**About this exercise**
Filter the lines below, copying only those with the string "result".
--
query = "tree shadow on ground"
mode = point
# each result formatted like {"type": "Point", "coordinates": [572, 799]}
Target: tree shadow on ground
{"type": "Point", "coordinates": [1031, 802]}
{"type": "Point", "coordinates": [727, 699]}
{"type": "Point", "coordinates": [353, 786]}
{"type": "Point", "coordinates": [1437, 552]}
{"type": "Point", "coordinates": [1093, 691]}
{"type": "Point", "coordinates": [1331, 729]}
--
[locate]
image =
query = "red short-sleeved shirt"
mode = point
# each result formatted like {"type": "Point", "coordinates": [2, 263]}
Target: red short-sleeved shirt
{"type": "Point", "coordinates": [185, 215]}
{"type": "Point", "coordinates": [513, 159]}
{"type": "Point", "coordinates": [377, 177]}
--
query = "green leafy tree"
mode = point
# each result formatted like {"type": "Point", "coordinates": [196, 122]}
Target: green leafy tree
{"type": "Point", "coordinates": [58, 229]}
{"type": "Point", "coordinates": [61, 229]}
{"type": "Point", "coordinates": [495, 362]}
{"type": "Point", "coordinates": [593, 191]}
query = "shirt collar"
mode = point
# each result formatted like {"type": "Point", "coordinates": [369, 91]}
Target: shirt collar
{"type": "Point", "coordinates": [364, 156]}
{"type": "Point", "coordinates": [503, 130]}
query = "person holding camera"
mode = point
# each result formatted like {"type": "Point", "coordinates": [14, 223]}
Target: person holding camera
--
**Output of the task**
# each result formatted like {"type": "Point", "coordinates": [572, 799]}
# each result formatted like {"type": "Point", "coordinates": [2, 263]}
# each result formatted like {"type": "Point", "coordinates": [196, 122]}
# each result formatted like {"type": "Point", "coordinates": [369, 91]}
# each result formatted like {"type": "Point", "coordinates": [14, 223]}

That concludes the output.